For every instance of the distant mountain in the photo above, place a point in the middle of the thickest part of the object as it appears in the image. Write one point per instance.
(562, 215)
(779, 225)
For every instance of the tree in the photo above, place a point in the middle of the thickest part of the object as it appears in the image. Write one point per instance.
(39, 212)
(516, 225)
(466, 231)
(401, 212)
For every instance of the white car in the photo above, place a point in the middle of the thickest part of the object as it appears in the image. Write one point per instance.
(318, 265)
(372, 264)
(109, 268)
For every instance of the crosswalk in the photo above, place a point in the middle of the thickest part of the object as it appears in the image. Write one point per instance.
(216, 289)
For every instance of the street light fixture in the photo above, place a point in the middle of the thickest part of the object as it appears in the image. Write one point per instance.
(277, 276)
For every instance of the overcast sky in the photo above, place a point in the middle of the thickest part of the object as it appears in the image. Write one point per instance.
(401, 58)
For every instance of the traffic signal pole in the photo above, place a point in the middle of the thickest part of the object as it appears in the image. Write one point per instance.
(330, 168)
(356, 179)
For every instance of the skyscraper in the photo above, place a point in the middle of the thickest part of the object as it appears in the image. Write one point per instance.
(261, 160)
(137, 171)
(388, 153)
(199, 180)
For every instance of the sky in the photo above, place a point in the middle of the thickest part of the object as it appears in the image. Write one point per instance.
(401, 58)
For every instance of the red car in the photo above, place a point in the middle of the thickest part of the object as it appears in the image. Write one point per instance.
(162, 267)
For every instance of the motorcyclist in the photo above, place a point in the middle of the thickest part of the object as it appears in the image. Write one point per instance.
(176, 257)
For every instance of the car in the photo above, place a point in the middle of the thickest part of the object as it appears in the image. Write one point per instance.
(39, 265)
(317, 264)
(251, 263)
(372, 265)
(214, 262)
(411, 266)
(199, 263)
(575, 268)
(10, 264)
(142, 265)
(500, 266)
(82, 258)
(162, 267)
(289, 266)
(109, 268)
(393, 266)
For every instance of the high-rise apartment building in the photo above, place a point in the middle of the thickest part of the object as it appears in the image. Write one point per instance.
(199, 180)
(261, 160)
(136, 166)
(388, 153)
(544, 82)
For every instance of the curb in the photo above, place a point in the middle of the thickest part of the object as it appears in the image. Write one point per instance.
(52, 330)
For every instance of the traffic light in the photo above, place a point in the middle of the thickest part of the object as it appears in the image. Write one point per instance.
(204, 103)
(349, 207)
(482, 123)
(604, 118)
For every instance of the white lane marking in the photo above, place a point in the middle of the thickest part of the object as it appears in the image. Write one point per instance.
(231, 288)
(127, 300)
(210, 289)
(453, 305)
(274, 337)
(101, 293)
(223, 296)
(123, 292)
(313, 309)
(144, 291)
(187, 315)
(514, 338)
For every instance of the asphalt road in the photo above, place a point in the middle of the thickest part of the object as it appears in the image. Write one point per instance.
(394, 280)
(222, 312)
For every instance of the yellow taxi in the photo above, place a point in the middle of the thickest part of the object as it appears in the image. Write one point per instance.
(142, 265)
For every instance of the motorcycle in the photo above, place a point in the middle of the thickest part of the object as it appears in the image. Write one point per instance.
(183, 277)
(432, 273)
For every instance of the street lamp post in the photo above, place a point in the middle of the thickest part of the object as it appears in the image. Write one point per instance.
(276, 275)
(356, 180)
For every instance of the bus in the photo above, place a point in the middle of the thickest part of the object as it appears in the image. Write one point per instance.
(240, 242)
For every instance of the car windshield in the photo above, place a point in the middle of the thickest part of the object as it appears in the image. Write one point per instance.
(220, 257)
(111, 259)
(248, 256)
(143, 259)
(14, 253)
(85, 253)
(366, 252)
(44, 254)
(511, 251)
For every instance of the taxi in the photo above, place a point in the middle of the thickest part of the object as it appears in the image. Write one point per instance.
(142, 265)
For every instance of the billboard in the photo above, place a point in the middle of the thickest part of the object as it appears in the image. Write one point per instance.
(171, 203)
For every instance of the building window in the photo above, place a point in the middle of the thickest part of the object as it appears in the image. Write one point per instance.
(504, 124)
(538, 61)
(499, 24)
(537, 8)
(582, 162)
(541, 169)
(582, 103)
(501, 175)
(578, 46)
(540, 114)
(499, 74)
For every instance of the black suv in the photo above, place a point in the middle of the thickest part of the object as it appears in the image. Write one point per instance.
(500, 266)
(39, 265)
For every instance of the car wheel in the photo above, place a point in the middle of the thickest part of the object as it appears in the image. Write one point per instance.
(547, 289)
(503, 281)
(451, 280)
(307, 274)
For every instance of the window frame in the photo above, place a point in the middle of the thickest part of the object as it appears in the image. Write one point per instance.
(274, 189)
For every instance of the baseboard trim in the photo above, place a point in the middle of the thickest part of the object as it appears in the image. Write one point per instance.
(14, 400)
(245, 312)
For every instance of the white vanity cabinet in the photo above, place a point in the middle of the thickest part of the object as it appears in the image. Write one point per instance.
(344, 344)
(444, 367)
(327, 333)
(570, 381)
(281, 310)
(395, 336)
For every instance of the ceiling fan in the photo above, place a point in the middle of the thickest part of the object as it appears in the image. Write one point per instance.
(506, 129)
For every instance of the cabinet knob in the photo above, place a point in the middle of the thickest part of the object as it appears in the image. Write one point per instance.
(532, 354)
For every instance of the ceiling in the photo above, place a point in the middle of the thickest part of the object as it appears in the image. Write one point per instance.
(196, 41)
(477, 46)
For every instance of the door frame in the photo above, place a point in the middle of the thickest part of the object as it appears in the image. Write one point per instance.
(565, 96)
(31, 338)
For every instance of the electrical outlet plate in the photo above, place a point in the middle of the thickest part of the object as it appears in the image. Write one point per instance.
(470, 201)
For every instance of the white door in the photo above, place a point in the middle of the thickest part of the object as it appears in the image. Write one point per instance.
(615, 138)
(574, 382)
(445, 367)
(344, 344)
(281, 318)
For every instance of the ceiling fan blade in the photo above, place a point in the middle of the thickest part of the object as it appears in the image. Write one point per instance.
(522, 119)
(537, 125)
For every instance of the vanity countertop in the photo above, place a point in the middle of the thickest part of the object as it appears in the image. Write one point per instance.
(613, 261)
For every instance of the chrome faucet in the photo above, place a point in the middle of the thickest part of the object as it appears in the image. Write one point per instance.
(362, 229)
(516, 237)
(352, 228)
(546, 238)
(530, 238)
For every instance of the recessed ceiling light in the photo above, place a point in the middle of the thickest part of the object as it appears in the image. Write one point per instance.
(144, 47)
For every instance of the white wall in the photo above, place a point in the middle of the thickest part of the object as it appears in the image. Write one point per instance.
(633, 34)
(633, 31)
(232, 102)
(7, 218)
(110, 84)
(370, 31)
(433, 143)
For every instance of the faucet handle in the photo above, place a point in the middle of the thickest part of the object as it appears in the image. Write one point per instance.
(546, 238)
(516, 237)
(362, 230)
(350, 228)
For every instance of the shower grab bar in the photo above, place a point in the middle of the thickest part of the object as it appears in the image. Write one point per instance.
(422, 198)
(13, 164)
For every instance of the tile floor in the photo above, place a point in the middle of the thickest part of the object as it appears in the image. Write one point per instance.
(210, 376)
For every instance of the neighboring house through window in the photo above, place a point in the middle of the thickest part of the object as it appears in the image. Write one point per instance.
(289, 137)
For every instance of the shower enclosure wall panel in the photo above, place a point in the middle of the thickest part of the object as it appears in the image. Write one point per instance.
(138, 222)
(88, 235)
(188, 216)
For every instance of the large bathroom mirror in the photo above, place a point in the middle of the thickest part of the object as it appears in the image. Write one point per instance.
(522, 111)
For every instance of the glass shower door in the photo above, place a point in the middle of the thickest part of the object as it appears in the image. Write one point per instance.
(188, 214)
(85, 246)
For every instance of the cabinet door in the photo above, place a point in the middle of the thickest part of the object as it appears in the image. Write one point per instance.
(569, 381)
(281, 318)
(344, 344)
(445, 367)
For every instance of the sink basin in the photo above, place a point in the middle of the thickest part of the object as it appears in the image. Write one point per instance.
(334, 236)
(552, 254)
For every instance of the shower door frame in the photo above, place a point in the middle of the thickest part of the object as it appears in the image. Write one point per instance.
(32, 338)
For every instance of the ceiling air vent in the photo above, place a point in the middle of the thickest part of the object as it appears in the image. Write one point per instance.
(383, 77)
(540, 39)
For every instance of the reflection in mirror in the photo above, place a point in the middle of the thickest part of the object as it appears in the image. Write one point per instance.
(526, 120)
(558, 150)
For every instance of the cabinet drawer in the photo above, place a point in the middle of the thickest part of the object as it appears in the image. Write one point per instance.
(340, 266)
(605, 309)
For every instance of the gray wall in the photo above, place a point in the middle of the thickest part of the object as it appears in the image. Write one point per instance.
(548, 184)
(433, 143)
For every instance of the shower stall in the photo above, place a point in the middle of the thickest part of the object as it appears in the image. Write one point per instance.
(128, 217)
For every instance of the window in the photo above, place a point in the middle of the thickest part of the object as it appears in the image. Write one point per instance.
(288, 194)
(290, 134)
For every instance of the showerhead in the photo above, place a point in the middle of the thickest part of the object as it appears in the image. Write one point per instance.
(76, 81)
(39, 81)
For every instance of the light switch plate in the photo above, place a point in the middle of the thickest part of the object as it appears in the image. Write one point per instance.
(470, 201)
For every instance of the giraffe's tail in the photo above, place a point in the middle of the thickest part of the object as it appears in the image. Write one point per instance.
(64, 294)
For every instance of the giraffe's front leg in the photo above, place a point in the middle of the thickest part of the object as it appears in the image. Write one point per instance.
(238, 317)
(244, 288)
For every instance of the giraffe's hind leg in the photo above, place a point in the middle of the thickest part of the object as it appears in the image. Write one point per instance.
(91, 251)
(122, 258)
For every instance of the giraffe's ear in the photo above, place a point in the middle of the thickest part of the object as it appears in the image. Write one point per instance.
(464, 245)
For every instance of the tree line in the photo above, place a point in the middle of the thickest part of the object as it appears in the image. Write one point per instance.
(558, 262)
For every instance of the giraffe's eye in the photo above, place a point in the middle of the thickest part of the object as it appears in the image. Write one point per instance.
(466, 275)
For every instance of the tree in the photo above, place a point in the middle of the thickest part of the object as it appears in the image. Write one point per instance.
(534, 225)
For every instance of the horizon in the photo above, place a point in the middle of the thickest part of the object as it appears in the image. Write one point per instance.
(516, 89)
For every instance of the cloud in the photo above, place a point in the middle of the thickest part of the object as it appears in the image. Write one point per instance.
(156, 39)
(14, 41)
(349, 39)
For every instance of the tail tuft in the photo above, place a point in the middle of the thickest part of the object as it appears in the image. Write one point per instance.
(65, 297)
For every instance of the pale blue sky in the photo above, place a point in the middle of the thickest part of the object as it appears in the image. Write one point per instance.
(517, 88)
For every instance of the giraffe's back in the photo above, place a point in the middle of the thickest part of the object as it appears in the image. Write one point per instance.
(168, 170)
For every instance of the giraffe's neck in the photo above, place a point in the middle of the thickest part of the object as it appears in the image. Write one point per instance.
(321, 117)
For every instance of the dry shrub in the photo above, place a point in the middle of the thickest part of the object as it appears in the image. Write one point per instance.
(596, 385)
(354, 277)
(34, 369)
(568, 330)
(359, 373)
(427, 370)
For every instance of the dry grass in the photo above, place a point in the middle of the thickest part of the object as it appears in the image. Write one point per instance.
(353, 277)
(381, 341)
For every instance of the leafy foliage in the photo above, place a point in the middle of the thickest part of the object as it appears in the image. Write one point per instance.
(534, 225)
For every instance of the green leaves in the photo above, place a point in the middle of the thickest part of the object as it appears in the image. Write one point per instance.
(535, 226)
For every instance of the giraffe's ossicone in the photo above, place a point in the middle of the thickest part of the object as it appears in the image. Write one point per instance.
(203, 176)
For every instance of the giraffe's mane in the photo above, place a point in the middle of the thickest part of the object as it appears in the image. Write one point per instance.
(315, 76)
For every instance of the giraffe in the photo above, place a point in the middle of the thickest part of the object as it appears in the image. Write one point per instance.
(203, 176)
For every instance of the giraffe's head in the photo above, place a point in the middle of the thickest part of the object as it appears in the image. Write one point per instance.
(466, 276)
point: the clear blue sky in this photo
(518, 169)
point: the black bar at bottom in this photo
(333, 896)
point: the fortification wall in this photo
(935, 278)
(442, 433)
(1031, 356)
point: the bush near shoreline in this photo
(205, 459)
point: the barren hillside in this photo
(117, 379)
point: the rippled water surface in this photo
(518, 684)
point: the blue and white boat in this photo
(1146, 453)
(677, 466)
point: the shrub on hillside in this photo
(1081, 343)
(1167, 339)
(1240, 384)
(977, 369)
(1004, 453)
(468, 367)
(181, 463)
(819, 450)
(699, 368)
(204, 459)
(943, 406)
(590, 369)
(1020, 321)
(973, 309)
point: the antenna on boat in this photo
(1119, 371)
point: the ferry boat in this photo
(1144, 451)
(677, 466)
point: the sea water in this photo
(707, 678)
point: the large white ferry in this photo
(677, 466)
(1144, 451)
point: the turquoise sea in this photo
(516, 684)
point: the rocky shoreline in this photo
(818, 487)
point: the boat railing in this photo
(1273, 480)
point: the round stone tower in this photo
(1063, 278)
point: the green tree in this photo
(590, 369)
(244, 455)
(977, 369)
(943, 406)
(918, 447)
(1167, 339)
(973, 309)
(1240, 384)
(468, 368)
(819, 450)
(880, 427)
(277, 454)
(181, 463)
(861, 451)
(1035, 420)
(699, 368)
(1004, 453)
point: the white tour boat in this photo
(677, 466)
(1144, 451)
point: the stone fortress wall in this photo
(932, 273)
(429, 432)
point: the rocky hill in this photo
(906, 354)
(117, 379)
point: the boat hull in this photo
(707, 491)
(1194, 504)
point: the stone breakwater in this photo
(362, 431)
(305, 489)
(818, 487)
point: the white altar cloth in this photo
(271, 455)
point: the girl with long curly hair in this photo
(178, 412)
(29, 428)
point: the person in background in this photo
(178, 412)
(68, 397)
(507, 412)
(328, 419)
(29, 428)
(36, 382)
****************************************
» **What is expected**: All that is wanted is an exact copy of the lines from the line holding "point: the rocky hill in this photo" through the end of the material above, including both.

» **Your solution**:
point: the rocky hill in this photo
(906, 354)
(117, 379)
point: the boat hull in this photo
(707, 491)
(1194, 504)
point: the stone breakwater in this photo
(362, 431)
(305, 489)
(818, 487)
point: the white altar cloth in this photo
(271, 455)
point: the girl with long curly hair in this photo
(178, 412)
(29, 428)
point: the person in background in this photo
(178, 412)
(68, 397)
(507, 412)
(328, 419)
(29, 428)
(36, 382)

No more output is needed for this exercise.